▶ PROBLEM TO SOLVE
Please copy out every line of the listing below in which the word "Target" appears.

───── DATA FOR THIS TASK

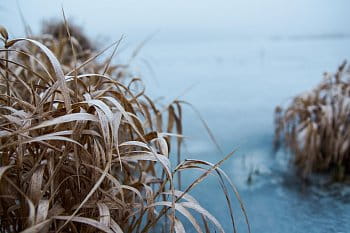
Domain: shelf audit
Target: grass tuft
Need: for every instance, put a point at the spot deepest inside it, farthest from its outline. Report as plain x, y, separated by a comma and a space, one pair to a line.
82, 147
315, 127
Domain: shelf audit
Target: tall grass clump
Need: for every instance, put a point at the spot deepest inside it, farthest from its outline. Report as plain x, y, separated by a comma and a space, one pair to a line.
315, 127
84, 149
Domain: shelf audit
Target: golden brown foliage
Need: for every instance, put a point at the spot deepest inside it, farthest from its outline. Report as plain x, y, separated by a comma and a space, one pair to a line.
316, 126
83, 149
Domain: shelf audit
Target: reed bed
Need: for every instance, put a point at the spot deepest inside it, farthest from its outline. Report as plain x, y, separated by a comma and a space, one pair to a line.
315, 127
84, 149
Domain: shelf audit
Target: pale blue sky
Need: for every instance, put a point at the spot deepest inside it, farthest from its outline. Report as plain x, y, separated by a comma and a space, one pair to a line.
240, 17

──────────

▶ SOLUTION FOR THIS PROBLEM
Target: grass tuft
Target: tall grass clump
Target: golden brown foliage
Target: reed bed
Target: pale blue sky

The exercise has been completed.